**Text under study:**
Content starts

Life on Earth cannot happen without sunshine. In addition to all the fundamental reasons for which we need sunlight, the production of vitamin D in our bodies needs the sun rays to be triggered. If sunlight reaches our skins in only insufficient amounts, the risk for developing cancer might be greater, as indicated by a new study.
We need a little bit of mostly everything from our environment to survive, and that includes sunshine. We need enough of it to hit our skin to trigger the production of vitamin D, the deficiency of which comes with repercussions. A new study has added to the bulk of evidence suggesting that lack of sunshine leads to health problems. The researchers surveyed 96 000 people in Denmark for 4 decades, testing blood samples of theirs for vitamin D together with monitoring their diets, and found that those having the lowest vitamin D concentrations had a 40 % greater risk of having cancer.
Vitamin D is produced by the action of sunlight on the skin. It is also obtained from an adequate diet. The former accounts for four fifths of the vitamin D that we need, while the rest of the recommended dose comes from the food we consume. So, we obviously need sunshine.

Content ends

**Information:**
Content starts

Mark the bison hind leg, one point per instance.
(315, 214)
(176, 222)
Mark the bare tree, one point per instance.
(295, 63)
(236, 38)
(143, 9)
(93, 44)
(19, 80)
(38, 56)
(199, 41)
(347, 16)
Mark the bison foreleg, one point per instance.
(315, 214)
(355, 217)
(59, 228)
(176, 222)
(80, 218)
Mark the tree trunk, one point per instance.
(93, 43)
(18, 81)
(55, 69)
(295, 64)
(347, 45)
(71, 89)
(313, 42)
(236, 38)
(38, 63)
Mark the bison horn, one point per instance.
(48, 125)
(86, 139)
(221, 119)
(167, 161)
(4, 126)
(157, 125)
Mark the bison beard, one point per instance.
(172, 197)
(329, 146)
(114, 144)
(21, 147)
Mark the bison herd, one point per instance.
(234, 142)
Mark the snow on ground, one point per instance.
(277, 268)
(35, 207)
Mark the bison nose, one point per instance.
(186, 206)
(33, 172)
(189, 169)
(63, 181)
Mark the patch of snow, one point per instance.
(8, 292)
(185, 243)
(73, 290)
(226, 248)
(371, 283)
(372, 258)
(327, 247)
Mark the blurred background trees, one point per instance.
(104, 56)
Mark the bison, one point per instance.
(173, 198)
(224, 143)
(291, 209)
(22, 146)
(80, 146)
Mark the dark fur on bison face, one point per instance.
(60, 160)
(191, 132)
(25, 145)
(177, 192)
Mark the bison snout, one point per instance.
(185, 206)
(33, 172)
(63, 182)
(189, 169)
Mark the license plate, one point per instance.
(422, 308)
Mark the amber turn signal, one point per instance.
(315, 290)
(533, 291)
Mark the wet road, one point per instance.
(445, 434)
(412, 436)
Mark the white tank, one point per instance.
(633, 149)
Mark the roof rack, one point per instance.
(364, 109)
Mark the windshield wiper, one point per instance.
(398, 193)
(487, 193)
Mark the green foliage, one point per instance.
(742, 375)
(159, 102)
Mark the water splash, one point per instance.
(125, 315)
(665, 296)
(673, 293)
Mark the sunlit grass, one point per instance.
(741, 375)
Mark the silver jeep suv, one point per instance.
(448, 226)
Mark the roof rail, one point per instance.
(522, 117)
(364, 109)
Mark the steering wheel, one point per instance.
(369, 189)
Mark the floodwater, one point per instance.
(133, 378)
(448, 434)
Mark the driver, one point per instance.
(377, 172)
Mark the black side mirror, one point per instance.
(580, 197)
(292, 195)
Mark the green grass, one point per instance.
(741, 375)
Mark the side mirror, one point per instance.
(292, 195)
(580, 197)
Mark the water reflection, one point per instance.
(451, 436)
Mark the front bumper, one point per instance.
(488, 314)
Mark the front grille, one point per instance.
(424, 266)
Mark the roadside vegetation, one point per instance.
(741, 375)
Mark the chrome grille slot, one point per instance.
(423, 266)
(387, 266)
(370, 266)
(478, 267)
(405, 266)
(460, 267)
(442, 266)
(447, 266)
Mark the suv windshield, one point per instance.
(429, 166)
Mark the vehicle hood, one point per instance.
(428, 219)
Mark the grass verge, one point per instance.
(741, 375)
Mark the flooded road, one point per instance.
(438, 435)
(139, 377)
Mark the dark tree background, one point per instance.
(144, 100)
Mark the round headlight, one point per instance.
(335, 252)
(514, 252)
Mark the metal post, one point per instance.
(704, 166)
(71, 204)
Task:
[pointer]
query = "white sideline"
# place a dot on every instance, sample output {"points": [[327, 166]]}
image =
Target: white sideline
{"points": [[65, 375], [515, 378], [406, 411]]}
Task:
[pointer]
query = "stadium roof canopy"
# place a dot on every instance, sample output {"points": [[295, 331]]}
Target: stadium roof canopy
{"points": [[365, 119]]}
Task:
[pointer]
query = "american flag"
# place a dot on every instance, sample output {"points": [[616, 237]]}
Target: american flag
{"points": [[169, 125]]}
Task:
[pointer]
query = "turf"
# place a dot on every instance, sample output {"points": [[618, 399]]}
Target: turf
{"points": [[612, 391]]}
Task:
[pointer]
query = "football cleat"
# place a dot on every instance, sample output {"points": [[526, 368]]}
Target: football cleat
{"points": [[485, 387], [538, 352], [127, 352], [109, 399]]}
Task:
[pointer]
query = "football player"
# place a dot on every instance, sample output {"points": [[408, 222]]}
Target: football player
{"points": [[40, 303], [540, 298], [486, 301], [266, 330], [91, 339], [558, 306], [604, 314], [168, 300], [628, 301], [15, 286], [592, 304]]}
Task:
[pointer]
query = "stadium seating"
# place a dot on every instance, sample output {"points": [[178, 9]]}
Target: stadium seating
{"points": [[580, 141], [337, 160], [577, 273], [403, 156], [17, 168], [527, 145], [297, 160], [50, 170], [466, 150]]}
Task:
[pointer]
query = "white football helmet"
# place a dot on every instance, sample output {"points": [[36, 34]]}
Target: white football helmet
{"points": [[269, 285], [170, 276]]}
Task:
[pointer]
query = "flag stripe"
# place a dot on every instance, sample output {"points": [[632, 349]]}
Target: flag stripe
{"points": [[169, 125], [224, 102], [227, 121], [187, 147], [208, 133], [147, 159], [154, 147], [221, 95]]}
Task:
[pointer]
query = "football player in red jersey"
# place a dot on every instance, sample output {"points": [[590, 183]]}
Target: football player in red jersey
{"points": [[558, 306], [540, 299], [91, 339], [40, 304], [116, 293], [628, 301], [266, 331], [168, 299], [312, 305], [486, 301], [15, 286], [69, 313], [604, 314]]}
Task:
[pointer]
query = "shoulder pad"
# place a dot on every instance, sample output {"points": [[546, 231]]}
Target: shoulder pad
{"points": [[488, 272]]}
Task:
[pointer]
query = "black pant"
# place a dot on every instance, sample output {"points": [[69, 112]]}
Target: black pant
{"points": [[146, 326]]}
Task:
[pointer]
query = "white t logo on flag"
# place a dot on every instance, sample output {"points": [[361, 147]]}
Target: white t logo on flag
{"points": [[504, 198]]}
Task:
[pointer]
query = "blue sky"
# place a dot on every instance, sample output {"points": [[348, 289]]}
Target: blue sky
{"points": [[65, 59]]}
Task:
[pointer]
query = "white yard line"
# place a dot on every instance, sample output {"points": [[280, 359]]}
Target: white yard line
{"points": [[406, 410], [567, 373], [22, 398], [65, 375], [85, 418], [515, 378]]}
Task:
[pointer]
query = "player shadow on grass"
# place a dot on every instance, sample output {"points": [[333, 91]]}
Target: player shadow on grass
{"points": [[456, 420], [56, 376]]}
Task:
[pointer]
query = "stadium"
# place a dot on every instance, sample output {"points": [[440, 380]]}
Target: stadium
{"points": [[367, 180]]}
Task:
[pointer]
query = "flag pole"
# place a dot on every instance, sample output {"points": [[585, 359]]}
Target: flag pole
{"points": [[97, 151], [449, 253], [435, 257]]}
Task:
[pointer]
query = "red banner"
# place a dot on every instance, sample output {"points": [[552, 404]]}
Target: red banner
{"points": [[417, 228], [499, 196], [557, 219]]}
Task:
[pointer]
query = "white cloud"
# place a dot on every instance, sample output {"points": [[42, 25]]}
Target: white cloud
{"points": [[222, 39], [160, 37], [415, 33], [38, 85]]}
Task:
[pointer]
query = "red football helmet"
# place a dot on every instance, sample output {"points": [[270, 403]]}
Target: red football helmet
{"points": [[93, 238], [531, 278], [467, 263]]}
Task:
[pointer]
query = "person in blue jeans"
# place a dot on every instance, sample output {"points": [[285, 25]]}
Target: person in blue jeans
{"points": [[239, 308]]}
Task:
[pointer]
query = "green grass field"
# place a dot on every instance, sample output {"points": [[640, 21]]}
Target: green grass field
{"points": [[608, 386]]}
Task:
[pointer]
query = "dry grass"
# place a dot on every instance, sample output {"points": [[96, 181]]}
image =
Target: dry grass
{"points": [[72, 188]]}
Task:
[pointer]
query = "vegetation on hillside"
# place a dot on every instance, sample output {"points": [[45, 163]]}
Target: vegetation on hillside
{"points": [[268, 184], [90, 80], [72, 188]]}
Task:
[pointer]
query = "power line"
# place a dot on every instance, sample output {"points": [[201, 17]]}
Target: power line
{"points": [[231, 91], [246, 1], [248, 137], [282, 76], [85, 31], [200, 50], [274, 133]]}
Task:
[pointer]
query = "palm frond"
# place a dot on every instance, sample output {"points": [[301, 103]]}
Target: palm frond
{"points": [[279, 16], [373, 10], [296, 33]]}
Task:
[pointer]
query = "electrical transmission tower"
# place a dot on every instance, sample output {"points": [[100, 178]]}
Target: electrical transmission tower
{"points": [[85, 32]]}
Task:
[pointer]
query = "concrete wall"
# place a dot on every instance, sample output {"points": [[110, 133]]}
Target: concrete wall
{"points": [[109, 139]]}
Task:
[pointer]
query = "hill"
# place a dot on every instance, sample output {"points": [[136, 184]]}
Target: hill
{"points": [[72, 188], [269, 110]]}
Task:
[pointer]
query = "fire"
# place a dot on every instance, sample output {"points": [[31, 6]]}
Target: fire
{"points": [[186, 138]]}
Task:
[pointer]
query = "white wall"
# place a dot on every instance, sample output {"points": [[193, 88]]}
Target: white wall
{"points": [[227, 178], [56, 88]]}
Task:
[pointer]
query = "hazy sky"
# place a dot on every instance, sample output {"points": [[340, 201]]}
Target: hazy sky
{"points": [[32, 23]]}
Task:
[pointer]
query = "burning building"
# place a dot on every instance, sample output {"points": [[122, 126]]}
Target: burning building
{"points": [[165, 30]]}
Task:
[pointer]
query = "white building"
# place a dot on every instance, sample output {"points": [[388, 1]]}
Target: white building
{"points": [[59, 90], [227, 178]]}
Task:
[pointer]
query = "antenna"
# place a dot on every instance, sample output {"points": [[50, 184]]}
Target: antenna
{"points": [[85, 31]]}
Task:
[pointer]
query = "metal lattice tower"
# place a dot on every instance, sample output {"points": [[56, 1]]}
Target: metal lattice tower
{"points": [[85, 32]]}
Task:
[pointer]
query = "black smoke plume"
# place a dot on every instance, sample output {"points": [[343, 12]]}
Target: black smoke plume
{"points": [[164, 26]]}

Content ends

**What to work on:**
**A)** According to the passage on sunlight and vitamin D, what share of the vitamin D we need comes from sunlight acting on the skin?
**B)** Carry on the passage on sunlight and vitamin D from the point where it stops.
The items come from a separate source and are unrelated to the passage about sunlight and vitamin D.

**Responses per task:**
**A)** Four fifths.

**B)**
However, people from the north of Europe might not be having enough of sunlight. They would need around 5 to 30 minutes of sunlight on their skin several times weekly to stimulate the production of vitamin D. But, during the colder months, from October to March, the sunlight that does flood the European skies is not deemed sufficient. Therefore, the people can only compensate for this lack by taking in more foods that supply them with the vitamin.
One of the authors of the study said: “Our study shows that low vitamin D levels do result in higher mortality rates, but the best way of increasing vitamin D levels in the population remains unclear. We still need to establish the amount of vitamin D to be added, as well as how and when it is most effective: Should we get vitamin D from the sun, through our diet or as vitamin supplements? And should it be added in the foetal stage via the mother, during childhood or when we have reached adulthood?”
This study marks the first time that evidence that a lack of vitamin D can lead to increase in mortality rates was gleaned.